**INSTRUÇÕES DA TAREFA**
Poderia, por favor, informar quantos votos Lula obteve em Nova Mutum na eleição de 2022, segundo o texto sobre a cidade?

**TRECHO DO TEXTO**
———

Paranaense e morador de Nova Mutum há 29 anos, Lupes conta que o voto na esquerda é “silencioso” na cidade, geralmente vindo de migrantes que trabalham em cargos subalternos, especialmente em agroempresas e no comércio local.

“As pessoas não se declaram de esquerda por terem medo da intimidação e consequências no seu dia a dia. Já soubemos de casos com suspeita de demissão por motivos ideológicos”, afirmou, sem dar detalhes.

Em um contexto hostil, causou surpresa o resultado da eleição de 2022 na cidade, quando o então candidato a presidente Lula (PT) obteve 7 mil votos em Nova Mutum. “Esperávamos 2 mil votos [em Lula], no máximo, mas tivemos 7 [mil]. Na disputa deste ano [2024], estamos correndo atrás dos votos desses 7 mil”, disse o presidente do partido no município.

<><> “Em geral, o produtor acha bobagem preservar o Cerrado”

O empresário Eloi Faccio é conhecido por sua atuação partidária pelo PT em Nova Mutum. Tesoureiro do partido na cidade e filho de um dos primeiros comerciantes do município, Faccio comanda um grupo que comercializa e exporta arroz, feijão e cereais, lidando rotineiramente com fazendeiros locais – com quem faz negócios para manter sua firma em atividade.

Faccio corrobora a impressão passada por Luiz Lupes, de que há um ambiente hostil contra a esquerda e pautas ambientais na cidade. “Na época da eleição de Lula [em 2022], tive de ignorar várias provocações, quando fechava negócio com certos fornecedores. Temos dificuldades para arranjar novos filiados”, disse, ao lembrar que é membro do partido desde a década de 1980.

———

**EXTRATO DOS DADOS**
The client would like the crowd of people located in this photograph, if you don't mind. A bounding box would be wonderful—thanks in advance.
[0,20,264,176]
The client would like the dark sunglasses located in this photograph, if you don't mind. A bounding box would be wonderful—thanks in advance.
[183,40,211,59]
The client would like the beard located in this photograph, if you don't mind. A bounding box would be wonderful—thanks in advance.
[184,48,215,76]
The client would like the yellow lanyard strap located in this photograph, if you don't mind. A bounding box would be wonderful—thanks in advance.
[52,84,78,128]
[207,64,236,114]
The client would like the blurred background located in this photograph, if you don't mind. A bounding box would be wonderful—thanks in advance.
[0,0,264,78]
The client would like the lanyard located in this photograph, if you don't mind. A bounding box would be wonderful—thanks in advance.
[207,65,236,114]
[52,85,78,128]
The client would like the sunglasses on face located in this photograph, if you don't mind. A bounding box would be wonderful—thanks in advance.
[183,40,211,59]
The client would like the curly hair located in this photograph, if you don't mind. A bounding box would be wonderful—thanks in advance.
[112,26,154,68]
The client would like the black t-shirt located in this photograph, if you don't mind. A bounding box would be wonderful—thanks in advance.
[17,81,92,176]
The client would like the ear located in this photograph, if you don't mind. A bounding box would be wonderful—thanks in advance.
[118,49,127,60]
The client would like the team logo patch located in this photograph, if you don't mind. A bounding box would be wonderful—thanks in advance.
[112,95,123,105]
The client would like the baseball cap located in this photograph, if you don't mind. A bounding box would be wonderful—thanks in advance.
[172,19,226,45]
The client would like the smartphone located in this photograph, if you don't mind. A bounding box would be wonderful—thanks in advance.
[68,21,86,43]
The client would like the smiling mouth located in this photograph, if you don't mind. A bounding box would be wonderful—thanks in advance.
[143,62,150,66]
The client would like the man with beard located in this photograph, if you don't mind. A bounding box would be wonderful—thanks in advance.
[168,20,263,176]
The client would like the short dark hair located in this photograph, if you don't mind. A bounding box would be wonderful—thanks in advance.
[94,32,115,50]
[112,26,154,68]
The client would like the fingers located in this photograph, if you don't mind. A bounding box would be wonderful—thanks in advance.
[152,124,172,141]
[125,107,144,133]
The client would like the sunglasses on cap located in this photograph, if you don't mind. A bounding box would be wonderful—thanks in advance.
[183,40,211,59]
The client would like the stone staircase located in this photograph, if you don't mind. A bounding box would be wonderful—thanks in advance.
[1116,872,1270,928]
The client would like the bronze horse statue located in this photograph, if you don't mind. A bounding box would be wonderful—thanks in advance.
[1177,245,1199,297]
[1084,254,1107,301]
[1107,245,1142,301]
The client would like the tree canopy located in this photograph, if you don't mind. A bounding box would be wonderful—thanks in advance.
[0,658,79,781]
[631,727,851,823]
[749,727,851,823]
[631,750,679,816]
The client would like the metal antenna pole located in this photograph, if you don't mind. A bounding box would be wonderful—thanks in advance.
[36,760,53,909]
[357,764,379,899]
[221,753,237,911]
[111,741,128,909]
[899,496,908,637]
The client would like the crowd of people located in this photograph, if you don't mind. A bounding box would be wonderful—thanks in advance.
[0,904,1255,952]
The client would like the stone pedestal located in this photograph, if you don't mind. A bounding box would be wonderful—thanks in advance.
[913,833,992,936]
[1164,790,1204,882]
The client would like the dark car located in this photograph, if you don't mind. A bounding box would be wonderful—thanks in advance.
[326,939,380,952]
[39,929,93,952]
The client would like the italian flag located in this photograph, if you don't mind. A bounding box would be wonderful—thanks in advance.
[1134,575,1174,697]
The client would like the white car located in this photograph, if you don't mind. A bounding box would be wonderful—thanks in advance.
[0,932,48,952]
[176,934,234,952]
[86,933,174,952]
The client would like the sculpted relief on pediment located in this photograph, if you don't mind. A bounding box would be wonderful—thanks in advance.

———

**RESPOSTA À TAREFA**
Lula obteve 7 mil votos em Nova Mutum na eleição de 2022.